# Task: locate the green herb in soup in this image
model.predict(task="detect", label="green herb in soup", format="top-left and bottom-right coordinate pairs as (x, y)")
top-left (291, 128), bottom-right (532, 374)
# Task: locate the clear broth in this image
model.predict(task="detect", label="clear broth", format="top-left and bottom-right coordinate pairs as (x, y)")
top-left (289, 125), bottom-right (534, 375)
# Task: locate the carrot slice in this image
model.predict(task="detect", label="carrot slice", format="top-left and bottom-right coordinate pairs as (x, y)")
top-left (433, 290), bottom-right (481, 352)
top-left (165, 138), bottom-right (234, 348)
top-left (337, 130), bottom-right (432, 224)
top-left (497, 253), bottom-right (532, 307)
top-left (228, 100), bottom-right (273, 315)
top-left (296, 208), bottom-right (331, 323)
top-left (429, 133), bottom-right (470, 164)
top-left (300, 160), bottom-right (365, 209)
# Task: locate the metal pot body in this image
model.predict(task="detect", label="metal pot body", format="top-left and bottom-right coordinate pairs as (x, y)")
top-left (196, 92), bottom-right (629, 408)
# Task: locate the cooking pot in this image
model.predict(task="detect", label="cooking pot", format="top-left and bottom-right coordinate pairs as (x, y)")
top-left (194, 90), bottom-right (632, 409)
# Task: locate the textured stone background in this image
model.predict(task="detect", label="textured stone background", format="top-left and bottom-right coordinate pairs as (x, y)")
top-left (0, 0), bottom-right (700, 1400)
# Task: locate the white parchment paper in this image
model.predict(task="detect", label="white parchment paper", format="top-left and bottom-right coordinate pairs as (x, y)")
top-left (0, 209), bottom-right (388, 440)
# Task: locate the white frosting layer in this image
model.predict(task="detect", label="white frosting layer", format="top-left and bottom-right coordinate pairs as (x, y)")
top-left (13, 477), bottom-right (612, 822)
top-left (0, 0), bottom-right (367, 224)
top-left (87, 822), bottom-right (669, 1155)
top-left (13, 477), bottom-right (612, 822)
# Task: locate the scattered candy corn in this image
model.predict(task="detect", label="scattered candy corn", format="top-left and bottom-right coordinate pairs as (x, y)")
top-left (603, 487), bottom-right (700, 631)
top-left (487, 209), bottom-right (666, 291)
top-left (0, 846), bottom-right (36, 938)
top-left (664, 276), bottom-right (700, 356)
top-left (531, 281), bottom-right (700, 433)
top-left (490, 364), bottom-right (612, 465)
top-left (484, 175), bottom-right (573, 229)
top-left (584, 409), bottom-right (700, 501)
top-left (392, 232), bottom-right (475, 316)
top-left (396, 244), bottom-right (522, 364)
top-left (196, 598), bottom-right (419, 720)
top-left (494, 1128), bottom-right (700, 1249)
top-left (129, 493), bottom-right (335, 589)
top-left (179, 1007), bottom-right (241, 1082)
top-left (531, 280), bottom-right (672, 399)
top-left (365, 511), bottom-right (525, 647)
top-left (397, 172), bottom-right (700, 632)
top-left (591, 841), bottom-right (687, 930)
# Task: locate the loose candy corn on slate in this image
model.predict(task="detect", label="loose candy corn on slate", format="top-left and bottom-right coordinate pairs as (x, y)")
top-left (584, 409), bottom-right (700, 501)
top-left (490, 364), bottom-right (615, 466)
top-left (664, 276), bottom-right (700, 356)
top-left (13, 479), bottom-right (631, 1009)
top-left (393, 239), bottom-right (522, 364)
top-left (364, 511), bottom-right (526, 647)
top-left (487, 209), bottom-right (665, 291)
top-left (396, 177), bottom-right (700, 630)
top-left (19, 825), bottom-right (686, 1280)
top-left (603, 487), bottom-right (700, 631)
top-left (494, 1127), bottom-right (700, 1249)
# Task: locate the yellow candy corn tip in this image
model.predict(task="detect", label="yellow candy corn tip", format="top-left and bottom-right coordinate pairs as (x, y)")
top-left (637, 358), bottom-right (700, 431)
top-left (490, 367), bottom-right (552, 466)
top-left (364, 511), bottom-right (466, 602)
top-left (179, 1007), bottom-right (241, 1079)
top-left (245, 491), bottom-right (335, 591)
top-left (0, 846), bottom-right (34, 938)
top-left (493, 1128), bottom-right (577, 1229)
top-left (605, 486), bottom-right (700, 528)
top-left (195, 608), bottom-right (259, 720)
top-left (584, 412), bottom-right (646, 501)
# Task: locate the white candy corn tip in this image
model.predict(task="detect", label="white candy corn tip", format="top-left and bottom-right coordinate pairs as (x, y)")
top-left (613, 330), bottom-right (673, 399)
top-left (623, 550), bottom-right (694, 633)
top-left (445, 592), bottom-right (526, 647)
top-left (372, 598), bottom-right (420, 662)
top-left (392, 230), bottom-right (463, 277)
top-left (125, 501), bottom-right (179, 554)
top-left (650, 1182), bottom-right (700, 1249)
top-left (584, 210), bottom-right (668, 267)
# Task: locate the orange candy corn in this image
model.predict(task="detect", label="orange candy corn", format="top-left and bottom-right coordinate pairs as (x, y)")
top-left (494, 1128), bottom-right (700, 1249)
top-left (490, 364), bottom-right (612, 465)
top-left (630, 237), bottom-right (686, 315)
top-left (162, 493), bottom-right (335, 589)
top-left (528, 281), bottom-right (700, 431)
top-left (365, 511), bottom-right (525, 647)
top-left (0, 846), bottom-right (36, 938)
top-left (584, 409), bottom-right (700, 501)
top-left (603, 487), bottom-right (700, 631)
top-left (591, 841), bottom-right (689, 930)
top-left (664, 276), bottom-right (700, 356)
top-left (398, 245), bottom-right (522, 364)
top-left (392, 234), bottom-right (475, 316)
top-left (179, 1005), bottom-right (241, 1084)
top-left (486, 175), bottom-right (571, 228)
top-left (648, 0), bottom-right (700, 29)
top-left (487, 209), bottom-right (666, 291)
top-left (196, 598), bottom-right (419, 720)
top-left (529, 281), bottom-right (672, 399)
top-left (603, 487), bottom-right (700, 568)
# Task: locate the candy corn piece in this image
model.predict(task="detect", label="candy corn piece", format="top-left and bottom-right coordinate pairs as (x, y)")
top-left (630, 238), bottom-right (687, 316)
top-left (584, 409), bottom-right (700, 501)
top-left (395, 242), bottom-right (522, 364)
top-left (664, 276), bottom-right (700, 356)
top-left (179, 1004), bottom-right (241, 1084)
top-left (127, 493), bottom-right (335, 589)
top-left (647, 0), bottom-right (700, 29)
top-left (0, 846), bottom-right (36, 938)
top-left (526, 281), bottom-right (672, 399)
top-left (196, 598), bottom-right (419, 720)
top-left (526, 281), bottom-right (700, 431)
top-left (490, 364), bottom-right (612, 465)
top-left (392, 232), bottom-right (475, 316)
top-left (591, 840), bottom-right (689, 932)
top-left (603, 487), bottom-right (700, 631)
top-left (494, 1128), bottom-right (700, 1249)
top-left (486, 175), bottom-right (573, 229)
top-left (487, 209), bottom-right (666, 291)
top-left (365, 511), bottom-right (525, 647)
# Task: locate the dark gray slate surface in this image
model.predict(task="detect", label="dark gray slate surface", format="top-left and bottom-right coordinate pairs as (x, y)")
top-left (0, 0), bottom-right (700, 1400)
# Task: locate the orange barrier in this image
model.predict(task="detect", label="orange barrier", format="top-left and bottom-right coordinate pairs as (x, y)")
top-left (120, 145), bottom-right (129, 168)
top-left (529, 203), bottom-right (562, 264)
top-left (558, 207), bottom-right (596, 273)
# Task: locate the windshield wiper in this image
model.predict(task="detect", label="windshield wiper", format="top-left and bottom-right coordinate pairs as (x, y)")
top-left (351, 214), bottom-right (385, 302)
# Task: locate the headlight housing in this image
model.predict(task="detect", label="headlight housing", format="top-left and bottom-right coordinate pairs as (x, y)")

▶ **Your objective**
Rewrite all of the material above with every "coordinate pairs" changed to "corner points", keeping everything else the same.

▶ **Exercise response**
# Task: locate the green herb in soup in this image
model.predict(task="detect", label="green herb in soup", format="top-left and bottom-right corner points as (x, y)")
top-left (291, 128), bottom-right (532, 374)
# Task: locate the clear broth in this image
model.predict(task="detect", label="clear broth", format="top-left and bottom-right corner points as (x, y)")
top-left (289, 125), bottom-right (534, 375)
# Task: locate the carrot slice in this image
model.predict(task="detect", label="carrot slice", format="top-left and bottom-right corner points as (x, y)")
top-left (433, 290), bottom-right (481, 352)
top-left (165, 138), bottom-right (234, 348)
top-left (337, 130), bottom-right (432, 224)
top-left (497, 253), bottom-right (532, 307)
top-left (228, 100), bottom-right (273, 315)
top-left (296, 208), bottom-right (331, 323)
top-left (429, 133), bottom-right (470, 164)
top-left (300, 160), bottom-right (365, 209)
# Task: locate the metal pot body in this image
model.predict(task="detect", label="metal pot body", format="top-left and bottom-right corner points as (x, y)")
top-left (196, 92), bottom-right (629, 408)
# Task: locate the cooking pot in this image
model.predict(task="detect", label="cooking pot", format="top-left and bottom-right corner points as (x, y)")
top-left (194, 90), bottom-right (632, 409)
# Task: locate the textured stone background in this image
model.predict(task="detect", label="textured stone background", format="top-left and bottom-right corner points as (x, y)")
top-left (0, 0), bottom-right (700, 1400)
# Task: locate the white parchment paper in this image
model.predict(task="detect", label="white parchment paper", format="top-left and bottom-right corner points as (x, y)")
top-left (0, 209), bottom-right (388, 440)
# Task: locate the white frosting layer in this image
model.predict(task="detect", label="white frosting layer", format="top-left and bottom-right corner points as (x, y)")
top-left (13, 477), bottom-right (612, 822)
top-left (0, 0), bottom-right (367, 224)
top-left (87, 822), bottom-right (669, 1155)
top-left (13, 477), bottom-right (612, 822)
# Task: locate the scattered candy corn in this image
model.predict(task="detect", label="scattered candy corn", format="top-left and bottom-right corner points as (x, y)")
top-left (603, 487), bottom-right (700, 631)
top-left (487, 209), bottom-right (666, 291)
top-left (0, 846), bottom-right (36, 938)
top-left (664, 276), bottom-right (700, 356)
top-left (531, 281), bottom-right (700, 433)
top-left (490, 364), bottom-right (612, 465)
top-left (484, 175), bottom-right (573, 229)
top-left (584, 409), bottom-right (700, 501)
top-left (392, 232), bottom-right (475, 316)
top-left (396, 244), bottom-right (522, 364)
top-left (196, 598), bottom-right (419, 720)
top-left (494, 1128), bottom-right (700, 1249)
top-left (129, 493), bottom-right (335, 589)
top-left (179, 1007), bottom-right (241, 1082)
top-left (531, 280), bottom-right (672, 399)
top-left (365, 511), bottom-right (525, 647)
top-left (397, 172), bottom-right (700, 632)
top-left (591, 841), bottom-right (687, 930)
# Task: locate the loose candy corn on slate in this image
model.predict(task="detect", label="loose candy corn on slate", format="top-left and bottom-right corner points as (x, y)")
top-left (584, 409), bottom-right (700, 501)
top-left (490, 364), bottom-right (615, 466)
top-left (664, 276), bottom-right (700, 356)
top-left (13, 479), bottom-right (631, 1009)
top-left (393, 239), bottom-right (522, 364)
top-left (364, 511), bottom-right (526, 647)
top-left (487, 209), bottom-right (665, 291)
top-left (396, 177), bottom-right (700, 630)
top-left (19, 825), bottom-right (686, 1280)
top-left (603, 487), bottom-right (700, 631)
top-left (494, 1127), bottom-right (700, 1249)
# Task: locate the yellow candy corn tip in this image
model.predict(task="detect", label="yellow candy corn tip", format="top-left and bottom-right corner points as (x, y)")
top-left (637, 358), bottom-right (700, 431)
top-left (490, 367), bottom-right (552, 466)
top-left (364, 511), bottom-right (466, 602)
top-left (179, 1007), bottom-right (241, 1079)
top-left (245, 491), bottom-right (335, 591)
top-left (0, 846), bottom-right (34, 938)
top-left (493, 1128), bottom-right (577, 1229)
top-left (605, 486), bottom-right (700, 528)
top-left (195, 608), bottom-right (259, 720)
top-left (584, 412), bottom-right (646, 501)
# Task: locate the white candy corn tip in this image
model.predict(task="detect", label="white candy corn tip", format="top-left and bottom-right corner points as (x, y)")
top-left (613, 330), bottom-right (673, 399)
top-left (623, 550), bottom-right (694, 633)
top-left (445, 592), bottom-right (526, 647)
top-left (372, 598), bottom-right (420, 662)
top-left (392, 230), bottom-right (463, 277)
top-left (125, 501), bottom-right (179, 554)
top-left (650, 1182), bottom-right (700, 1249)
top-left (584, 210), bottom-right (668, 267)
# Task: locate the orange candy corn in this image
model.predict(task="detect", label="orange candy corn", format="top-left and bottom-right corner points as (x, y)")
top-left (494, 1128), bottom-right (700, 1249)
top-left (490, 364), bottom-right (612, 465)
top-left (630, 237), bottom-right (686, 315)
top-left (162, 493), bottom-right (335, 589)
top-left (528, 281), bottom-right (700, 431)
top-left (365, 511), bottom-right (525, 647)
top-left (0, 846), bottom-right (36, 938)
top-left (584, 409), bottom-right (700, 501)
top-left (603, 487), bottom-right (700, 631)
top-left (591, 841), bottom-right (689, 930)
top-left (664, 276), bottom-right (700, 356)
top-left (398, 245), bottom-right (522, 364)
top-left (392, 234), bottom-right (475, 316)
top-left (179, 1005), bottom-right (241, 1084)
top-left (486, 175), bottom-right (571, 228)
top-left (648, 0), bottom-right (700, 29)
top-left (487, 209), bottom-right (666, 291)
top-left (196, 598), bottom-right (419, 720)
top-left (529, 281), bottom-right (672, 399)
top-left (603, 487), bottom-right (700, 568)
# Task: locate the candy corn piece in this image
model.predict(task="detect", label="candy corn piece", format="top-left and bottom-right corner points as (x, y)")
top-left (630, 238), bottom-right (687, 316)
top-left (584, 409), bottom-right (700, 501)
top-left (395, 242), bottom-right (522, 364)
top-left (664, 276), bottom-right (700, 356)
top-left (179, 1004), bottom-right (241, 1084)
top-left (127, 493), bottom-right (335, 589)
top-left (647, 0), bottom-right (700, 29)
top-left (0, 846), bottom-right (36, 938)
top-left (526, 281), bottom-right (672, 399)
top-left (196, 598), bottom-right (419, 720)
top-left (526, 281), bottom-right (700, 431)
top-left (490, 364), bottom-right (612, 465)
top-left (392, 232), bottom-right (475, 316)
top-left (591, 840), bottom-right (689, 932)
top-left (603, 487), bottom-right (700, 631)
top-left (494, 1128), bottom-right (700, 1249)
top-left (486, 175), bottom-right (573, 229)
top-left (487, 209), bottom-right (666, 291)
top-left (365, 511), bottom-right (525, 647)
# Task: locate the dark gray slate surface in this image
model.predict(task="detect", label="dark gray slate surface", format="top-left and bottom-right corner points as (x, y)")
top-left (0, 0), bottom-right (700, 1400)
# Task: locate the orange barrier in this image
model.predict(task="detect", label="orange barrier", format="top-left and bottom-right corner points as (x, y)")
top-left (120, 145), bottom-right (129, 168)
top-left (529, 203), bottom-right (562, 264)
top-left (558, 207), bottom-right (596, 273)
# Task: locate the windshield wiper in this image
model.predict(task="detect", label="windshield wiper", format="top-left and bottom-right corner points as (x, y)")
top-left (351, 214), bottom-right (385, 302)
# Task: locate the headlight housing in this image
model.predict(task="detect", label="headlight housing", format="top-left and bottom-right corner points as (x, y)")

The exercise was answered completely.